[Extracted data entries]

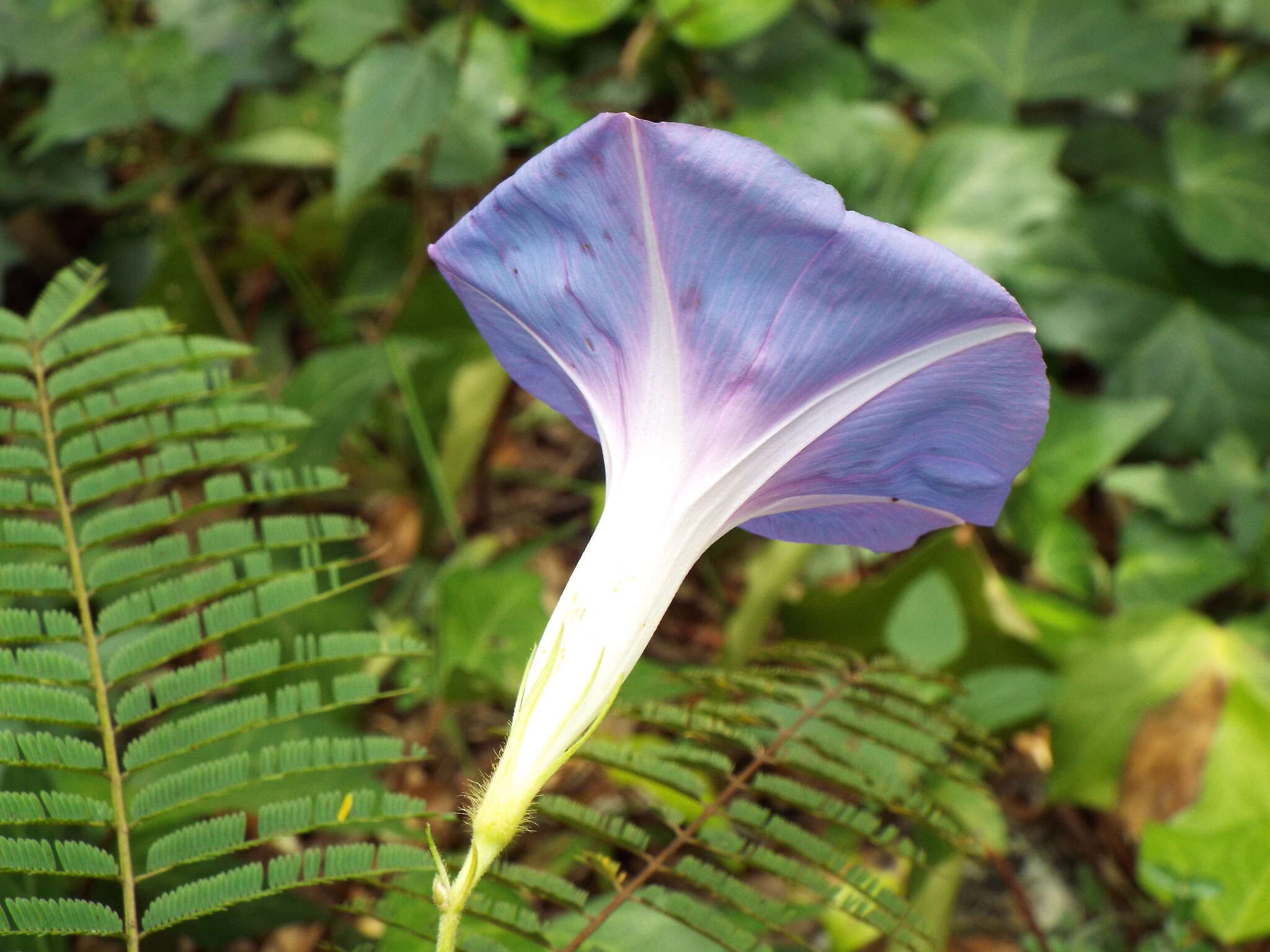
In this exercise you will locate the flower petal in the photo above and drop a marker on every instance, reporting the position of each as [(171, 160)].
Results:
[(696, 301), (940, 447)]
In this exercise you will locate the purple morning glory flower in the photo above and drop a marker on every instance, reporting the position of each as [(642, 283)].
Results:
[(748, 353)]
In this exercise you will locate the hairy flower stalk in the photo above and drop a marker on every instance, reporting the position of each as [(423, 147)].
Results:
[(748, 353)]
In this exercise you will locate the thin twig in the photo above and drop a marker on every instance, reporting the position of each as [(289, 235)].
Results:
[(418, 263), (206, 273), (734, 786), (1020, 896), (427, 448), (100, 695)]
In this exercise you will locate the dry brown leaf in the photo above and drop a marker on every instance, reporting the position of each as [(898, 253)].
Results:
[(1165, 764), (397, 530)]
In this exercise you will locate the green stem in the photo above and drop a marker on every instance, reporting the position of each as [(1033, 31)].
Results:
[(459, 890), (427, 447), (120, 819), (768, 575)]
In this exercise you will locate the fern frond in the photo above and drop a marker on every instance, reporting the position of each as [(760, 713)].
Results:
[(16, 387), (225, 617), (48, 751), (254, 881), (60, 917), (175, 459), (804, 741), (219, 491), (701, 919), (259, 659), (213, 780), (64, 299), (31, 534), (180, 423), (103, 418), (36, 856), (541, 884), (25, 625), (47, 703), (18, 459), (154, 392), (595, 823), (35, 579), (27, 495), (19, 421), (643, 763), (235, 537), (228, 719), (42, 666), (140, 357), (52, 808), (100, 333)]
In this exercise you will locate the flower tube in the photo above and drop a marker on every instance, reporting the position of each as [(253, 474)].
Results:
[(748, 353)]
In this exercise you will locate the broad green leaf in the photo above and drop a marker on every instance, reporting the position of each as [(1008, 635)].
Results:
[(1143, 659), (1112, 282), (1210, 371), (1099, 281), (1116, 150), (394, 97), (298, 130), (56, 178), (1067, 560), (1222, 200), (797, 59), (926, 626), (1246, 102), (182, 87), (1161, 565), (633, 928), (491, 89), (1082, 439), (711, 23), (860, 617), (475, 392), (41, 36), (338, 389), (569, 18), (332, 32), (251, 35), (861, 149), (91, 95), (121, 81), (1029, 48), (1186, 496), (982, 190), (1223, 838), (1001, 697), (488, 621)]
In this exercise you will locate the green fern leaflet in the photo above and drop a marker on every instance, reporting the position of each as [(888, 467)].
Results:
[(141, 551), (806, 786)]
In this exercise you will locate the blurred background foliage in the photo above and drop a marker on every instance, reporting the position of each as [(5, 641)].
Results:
--
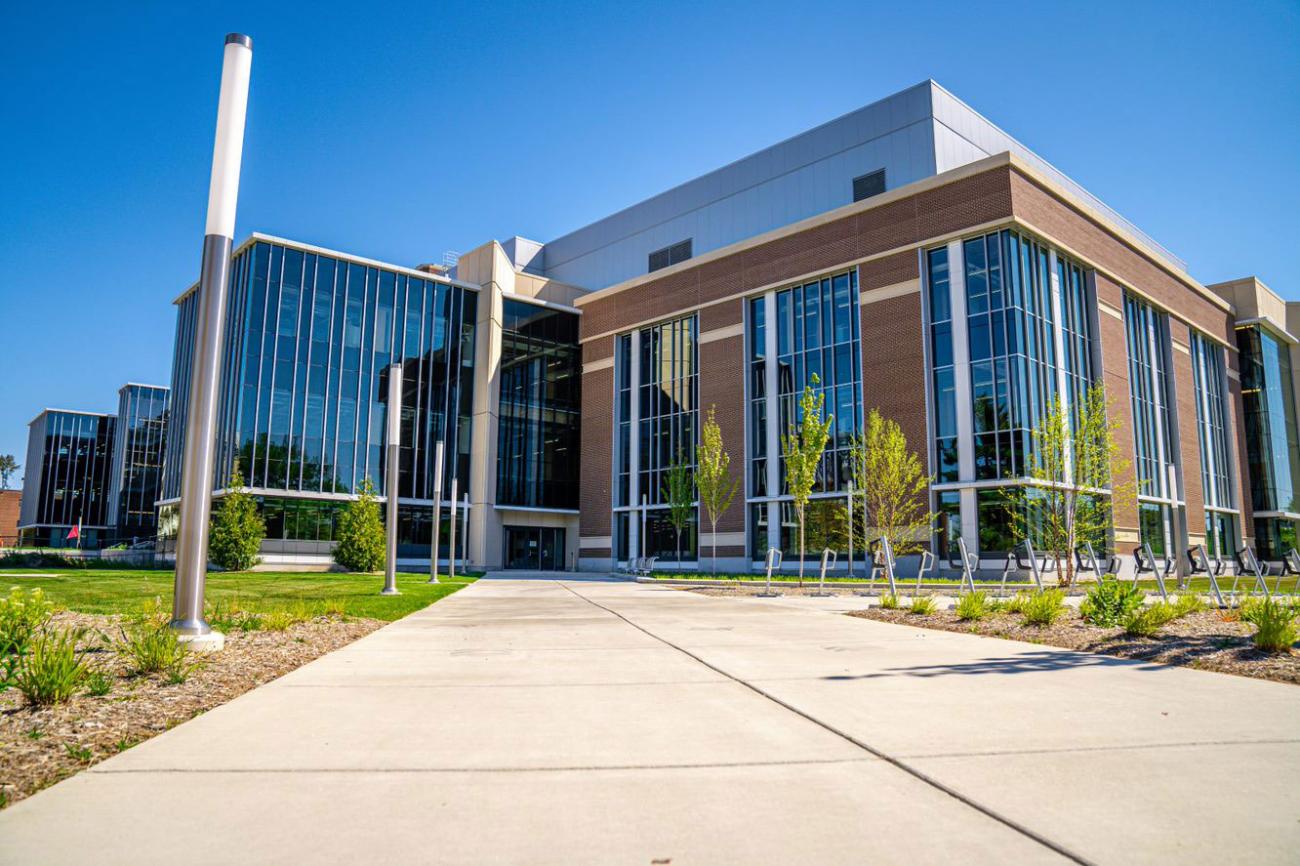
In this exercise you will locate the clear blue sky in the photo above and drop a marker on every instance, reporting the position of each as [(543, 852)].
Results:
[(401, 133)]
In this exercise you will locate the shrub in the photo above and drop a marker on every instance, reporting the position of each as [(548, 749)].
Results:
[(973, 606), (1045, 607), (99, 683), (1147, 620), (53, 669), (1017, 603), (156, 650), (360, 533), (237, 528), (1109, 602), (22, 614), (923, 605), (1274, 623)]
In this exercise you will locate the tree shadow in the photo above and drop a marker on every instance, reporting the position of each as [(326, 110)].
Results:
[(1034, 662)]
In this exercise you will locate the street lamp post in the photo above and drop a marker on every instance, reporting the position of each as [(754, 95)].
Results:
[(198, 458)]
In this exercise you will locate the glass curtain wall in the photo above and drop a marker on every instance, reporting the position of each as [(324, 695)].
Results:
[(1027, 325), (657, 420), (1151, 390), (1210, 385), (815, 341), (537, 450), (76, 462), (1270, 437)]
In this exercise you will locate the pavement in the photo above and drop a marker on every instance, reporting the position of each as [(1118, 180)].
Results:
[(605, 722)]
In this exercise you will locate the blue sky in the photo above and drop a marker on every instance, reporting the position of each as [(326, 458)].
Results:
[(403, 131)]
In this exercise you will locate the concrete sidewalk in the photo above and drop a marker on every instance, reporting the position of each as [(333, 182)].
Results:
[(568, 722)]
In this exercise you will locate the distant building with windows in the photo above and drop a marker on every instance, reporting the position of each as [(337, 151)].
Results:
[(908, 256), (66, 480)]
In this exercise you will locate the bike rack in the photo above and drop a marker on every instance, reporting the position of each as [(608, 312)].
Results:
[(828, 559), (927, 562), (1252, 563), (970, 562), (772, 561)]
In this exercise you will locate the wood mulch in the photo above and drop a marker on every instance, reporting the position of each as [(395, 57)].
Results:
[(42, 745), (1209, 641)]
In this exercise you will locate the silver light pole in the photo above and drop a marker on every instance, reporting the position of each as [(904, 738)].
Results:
--
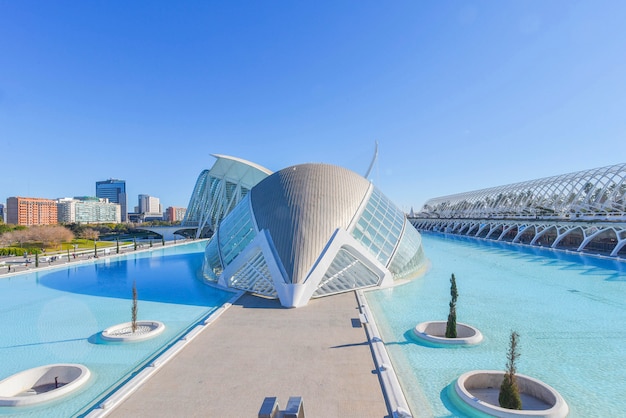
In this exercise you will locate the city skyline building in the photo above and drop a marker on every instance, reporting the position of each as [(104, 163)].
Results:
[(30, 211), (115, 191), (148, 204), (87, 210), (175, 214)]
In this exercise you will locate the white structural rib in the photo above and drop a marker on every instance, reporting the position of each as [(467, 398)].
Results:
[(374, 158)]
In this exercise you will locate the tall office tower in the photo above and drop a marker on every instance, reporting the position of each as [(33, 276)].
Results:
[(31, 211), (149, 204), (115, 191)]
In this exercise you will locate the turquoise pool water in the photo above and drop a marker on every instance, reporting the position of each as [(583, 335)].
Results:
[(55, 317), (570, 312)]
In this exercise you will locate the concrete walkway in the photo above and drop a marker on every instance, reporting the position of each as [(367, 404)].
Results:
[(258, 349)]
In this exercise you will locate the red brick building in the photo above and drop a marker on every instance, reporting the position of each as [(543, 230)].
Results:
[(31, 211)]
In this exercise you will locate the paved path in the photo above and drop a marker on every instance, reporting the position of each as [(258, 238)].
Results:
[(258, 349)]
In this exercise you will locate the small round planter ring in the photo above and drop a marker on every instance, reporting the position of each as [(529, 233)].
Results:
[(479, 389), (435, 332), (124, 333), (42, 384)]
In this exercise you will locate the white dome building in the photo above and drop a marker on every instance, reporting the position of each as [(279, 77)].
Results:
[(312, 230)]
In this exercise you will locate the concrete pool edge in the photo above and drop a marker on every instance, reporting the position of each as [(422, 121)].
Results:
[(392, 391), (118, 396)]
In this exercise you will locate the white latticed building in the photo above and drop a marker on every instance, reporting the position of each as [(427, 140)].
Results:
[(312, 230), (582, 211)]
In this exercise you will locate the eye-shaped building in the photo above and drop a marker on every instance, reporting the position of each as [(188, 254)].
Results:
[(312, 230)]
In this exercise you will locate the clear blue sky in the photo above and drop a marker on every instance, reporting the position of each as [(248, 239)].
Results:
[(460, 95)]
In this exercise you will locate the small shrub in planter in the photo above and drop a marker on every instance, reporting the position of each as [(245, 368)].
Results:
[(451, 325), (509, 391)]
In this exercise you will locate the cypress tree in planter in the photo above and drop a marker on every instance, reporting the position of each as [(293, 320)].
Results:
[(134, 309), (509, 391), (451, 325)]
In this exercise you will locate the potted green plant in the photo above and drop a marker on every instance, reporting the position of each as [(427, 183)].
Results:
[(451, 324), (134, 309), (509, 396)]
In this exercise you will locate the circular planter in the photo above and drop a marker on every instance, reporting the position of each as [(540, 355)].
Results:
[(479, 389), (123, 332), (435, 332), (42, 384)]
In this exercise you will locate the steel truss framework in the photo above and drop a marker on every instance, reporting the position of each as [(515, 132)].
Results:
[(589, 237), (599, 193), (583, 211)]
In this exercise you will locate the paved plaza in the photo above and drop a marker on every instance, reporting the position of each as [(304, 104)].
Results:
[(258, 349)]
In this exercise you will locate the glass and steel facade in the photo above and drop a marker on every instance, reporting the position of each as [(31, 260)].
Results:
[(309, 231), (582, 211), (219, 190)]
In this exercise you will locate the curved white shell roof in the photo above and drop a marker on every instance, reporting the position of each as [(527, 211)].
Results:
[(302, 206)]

◆ EXERCISE PROMPT ◆
Arrange the lines of the data from the one containing "In this exercise you will locate the tree" through the one containing "[(403, 131)]", inclusive, as a JSON list of strings with one string per line. Leave out any blank lines.

◆ CORRECT OUTPUT ◆
[
  "In this exercise you will locate the tree shadow in the photo above and drop a marker on every instance, reporting the position of each as [(326, 110)].",
  "Results:",
  "[(1034, 662)]",
  "In this exercise you will locate the street lamp post in the photo above and drop a marker on every instance, reporting the position of each as [(754, 95)].",
  "Results:",
  "[(198, 458)]",
  "In this exercise you will locate the glass curtain wall in the photo above and drop a marker on every instance, reporting the position of each as [(324, 695)].",
  "Results:",
  "[(1027, 325), (657, 420), (1151, 390), (1210, 385), (815, 341), (537, 450), (76, 462), (1270, 437)]",
  "In this exercise you will locate the pavement in the photo above and drop a marker on every instance, reporting the position of each as [(1118, 180)].",
  "Results:",
  "[(605, 722)]",
  "In this exercise you will locate the blue sky in the photo above and drop a marker on every instance, reporting the position of each as [(326, 458)].",
  "Results:",
  "[(403, 131)]"
]